ZIEL. Benenne in allen folgenden Datensätzen „oven control knob“ in „stove dial“ um und gib die Zeilen ansonsten unverändert wieder.

○ ○ ○

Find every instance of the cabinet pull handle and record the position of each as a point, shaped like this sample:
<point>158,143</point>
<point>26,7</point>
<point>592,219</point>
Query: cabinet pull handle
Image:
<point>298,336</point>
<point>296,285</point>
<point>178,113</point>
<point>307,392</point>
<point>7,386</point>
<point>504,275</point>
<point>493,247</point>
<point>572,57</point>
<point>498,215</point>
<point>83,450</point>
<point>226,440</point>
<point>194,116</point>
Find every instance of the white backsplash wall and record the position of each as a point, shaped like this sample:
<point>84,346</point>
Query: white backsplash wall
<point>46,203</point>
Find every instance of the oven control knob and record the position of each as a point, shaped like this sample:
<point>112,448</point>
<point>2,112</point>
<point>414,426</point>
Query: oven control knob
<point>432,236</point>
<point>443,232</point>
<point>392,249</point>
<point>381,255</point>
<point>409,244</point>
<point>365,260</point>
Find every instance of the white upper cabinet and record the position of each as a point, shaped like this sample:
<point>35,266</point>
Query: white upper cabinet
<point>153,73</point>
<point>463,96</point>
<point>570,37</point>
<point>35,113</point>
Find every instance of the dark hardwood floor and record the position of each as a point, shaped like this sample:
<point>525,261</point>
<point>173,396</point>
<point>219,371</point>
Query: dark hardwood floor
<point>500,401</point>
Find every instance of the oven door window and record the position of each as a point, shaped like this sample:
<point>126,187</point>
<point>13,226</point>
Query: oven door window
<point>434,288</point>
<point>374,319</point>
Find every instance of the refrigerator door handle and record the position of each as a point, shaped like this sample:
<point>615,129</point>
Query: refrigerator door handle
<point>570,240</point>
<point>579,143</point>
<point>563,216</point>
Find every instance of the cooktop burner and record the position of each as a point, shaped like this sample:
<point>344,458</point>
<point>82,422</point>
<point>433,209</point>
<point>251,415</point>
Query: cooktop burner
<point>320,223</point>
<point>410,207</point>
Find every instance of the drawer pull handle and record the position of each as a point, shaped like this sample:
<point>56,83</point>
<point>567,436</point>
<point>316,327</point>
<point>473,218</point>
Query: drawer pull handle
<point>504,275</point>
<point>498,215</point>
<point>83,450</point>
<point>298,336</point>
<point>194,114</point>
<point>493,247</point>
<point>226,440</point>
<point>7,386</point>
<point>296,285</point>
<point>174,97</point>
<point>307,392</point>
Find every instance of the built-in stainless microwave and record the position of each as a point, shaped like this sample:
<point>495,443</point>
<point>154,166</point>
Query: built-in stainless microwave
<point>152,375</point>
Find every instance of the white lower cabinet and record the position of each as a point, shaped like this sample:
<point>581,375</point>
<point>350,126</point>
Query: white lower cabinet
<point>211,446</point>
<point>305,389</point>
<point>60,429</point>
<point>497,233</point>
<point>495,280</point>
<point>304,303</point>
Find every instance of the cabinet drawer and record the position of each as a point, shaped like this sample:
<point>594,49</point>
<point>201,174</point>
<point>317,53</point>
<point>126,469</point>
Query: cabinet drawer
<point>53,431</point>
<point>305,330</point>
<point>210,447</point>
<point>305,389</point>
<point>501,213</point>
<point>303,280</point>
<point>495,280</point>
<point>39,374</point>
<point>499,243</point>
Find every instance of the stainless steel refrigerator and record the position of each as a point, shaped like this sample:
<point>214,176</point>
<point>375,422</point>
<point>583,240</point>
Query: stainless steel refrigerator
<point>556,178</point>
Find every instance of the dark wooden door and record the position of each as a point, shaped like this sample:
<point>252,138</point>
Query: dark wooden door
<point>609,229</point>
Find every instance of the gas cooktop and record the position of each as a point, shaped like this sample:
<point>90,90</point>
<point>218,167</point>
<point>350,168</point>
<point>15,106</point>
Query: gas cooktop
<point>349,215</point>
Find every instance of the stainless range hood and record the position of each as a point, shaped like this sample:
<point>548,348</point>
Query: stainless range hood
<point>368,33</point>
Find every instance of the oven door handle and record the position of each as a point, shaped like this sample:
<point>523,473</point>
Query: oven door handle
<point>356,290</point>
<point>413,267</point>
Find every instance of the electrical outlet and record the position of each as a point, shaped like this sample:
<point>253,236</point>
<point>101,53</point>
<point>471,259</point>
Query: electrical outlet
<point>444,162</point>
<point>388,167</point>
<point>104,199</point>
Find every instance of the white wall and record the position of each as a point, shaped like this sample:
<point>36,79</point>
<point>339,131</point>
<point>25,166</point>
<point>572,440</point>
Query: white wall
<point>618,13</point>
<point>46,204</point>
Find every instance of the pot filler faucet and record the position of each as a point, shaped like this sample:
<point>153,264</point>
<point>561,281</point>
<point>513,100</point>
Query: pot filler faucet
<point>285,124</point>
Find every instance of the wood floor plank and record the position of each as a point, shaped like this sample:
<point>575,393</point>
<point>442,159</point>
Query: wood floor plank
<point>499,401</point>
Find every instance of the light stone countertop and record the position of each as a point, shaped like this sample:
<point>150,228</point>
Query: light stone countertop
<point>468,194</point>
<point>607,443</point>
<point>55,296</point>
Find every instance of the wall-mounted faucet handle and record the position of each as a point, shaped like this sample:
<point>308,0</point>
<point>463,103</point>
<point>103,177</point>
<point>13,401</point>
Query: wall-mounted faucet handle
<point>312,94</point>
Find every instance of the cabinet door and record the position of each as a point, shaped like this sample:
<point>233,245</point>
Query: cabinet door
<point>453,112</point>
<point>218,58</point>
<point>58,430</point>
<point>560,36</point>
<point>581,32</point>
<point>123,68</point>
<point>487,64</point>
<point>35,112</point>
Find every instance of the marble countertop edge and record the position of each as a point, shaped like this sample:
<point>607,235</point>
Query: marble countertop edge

○ ○ ○

LÖSUNG DER AUFGABE.
Find every instance of the cabinet pull handle and record the position of each as a point, shaped like this sample:
<point>158,143</point>
<point>26,7</point>
<point>592,219</point>
Query: cabinet pull handle
Image:
<point>298,336</point>
<point>296,285</point>
<point>178,113</point>
<point>307,392</point>
<point>7,386</point>
<point>504,275</point>
<point>493,247</point>
<point>572,57</point>
<point>498,215</point>
<point>83,450</point>
<point>226,440</point>
<point>194,116</point>
Find every instance of the white backsplash wall and record the position of each as a point, shaped like this sample:
<point>84,346</point>
Query: white backsplash wall
<point>46,203</point>
Find every instance of the stove dial and record the position of each as a point, shaped like this sample:
<point>112,448</point>
<point>2,112</point>
<point>414,426</point>
Query: stove dial
<point>432,236</point>
<point>443,232</point>
<point>392,249</point>
<point>381,255</point>
<point>409,244</point>
<point>365,260</point>
Find every instance of the white upper cabinet and record the position of each as a point, shaped like this sample:
<point>35,266</point>
Query: white upper cabinet
<point>153,73</point>
<point>463,96</point>
<point>570,37</point>
<point>35,113</point>
Find every instance of the dark hardwood floor and record the position of each as a point, shaped like this sample:
<point>525,261</point>
<point>173,396</point>
<point>219,371</point>
Query: dark hardwood floor
<point>500,401</point>
Find every instance of the oven door window and record the position of each as a point, shaped like this sample:
<point>126,187</point>
<point>13,226</point>
Query: oven door window
<point>434,288</point>
<point>374,319</point>
Find every instance of the refrigerator door handle and record the position of each as a point, shaped like this sample:
<point>615,129</point>
Query: refrigerator door handle
<point>570,240</point>
<point>579,143</point>
<point>563,216</point>
Find every instance of the cooktop burner and record the position of each as a point, shaped like this sample:
<point>344,458</point>
<point>82,422</point>
<point>433,209</point>
<point>251,415</point>
Query: cooktop burner
<point>320,223</point>
<point>410,207</point>
Find every instance of the drawer pull handle and record the position of each as a point, shaped like this sample:
<point>56,83</point>
<point>567,436</point>
<point>316,327</point>
<point>473,218</point>
Query: drawer pull handle
<point>504,275</point>
<point>498,215</point>
<point>83,450</point>
<point>298,336</point>
<point>194,114</point>
<point>493,247</point>
<point>226,440</point>
<point>7,386</point>
<point>296,285</point>
<point>174,97</point>
<point>307,392</point>
Find every instance of the built-in stainless microwave and record the position of each as a point, shaped like this sample:
<point>495,443</point>
<point>154,166</point>
Query: built-in stainless microwave
<point>152,375</point>
Find every instance of the white lower cabinet and record the position of each as a point, shaped like this sample:
<point>581,375</point>
<point>350,126</point>
Query: white lower cabinet
<point>211,446</point>
<point>305,389</point>
<point>60,429</point>
<point>497,233</point>
<point>495,280</point>
<point>304,303</point>
Find every instance of the cabinet drawer and record the position of each as a point, shaped like this sample:
<point>594,49</point>
<point>201,174</point>
<point>317,53</point>
<point>126,469</point>
Query: cabinet drawer
<point>53,431</point>
<point>305,330</point>
<point>210,447</point>
<point>305,389</point>
<point>501,213</point>
<point>303,280</point>
<point>495,280</point>
<point>39,374</point>
<point>499,243</point>
Find every instance of the stainless steel refrigerator and record the position of each as a point, shaped like this sample:
<point>214,176</point>
<point>375,422</point>
<point>583,240</point>
Query: stainless steel refrigerator
<point>556,178</point>
Find every instance of the dark wooden door and record the position of each as a point, shaped like this sample:
<point>252,138</point>
Query: dark wooden door
<point>609,229</point>
Find every instance of the gas cooktop and record the position of each as a point, shaped like this sample:
<point>90,90</point>
<point>218,167</point>
<point>350,168</point>
<point>15,106</point>
Query: gas cooktop
<point>349,215</point>
Find every instance of the stainless range hood and record the position of each as a point, shaped like this sample:
<point>548,348</point>
Query: stainless range hood
<point>368,33</point>
Find every instance of the oven door handle and record the position of each as a point, shaped like this sample:
<point>523,473</point>
Query: oven door handle
<point>356,290</point>
<point>413,267</point>
Find every instance of the electrical outlet and record the position of each as a point, shaped like this sample:
<point>253,236</point>
<point>101,53</point>
<point>471,259</point>
Query: electrical outlet
<point>444,162</point>
<point>388,167</point>
<point>104,199</point>
Find every instance of the white wall and record the position of each as a point, shaped like this sample:
<point>36,79</point>
<point>339,131</point>
<point>25,166</point>
<point>572,440</point>
Query: white wall
<point>618,13</point>
<point>46,204</point>
Find every instance of the pot filler faucet and record the position of each as a point, shaped like this sample:
<point>153,264</point>
<point>561,281</point>
<point>513,100</point>
Query: pot filler faucet
<point>285,124</point>
Find every instance of the wood floor plank and record the position of each as a point, shaped like this sample:
<point>575,393</point>
<point>442,159</point>
Query: wood floor plank
<point>499,401</point>
Find every instance of the light stone countertop and record the position of each as a point, shaped like this sample:
<point>150,228</point>
Query: light stone countertop
<point>468,194</point>
<point>607,443</point>
<point>55,296</point>
Find every instance of the wall-mounted faucet handle and record the position of each as a point, shaped like this sample:
<point>308,0</point>
<point>463,103</point>
<point>103,177</point>
<point>13,401</point>
Query: wall-mounted faucet handle
<point>312,94</point>
Find every instance of the cabinet door and record the position of each as a point, shaped like this sample:
<point>233,245</point>
Query: cabinet door
<point>453,112</point>
<point>218,58</point>
<point>58,430</point>
<point>560,36</point>
<point>581,32</point>
<point>123,68</point>
<point>487,64</point>
<point>35,112</point>
Find every instance of the marble countertop edge and record the position of each as a point, shaped like this sample:
<point>607,235</point>
Query: marble countertop edge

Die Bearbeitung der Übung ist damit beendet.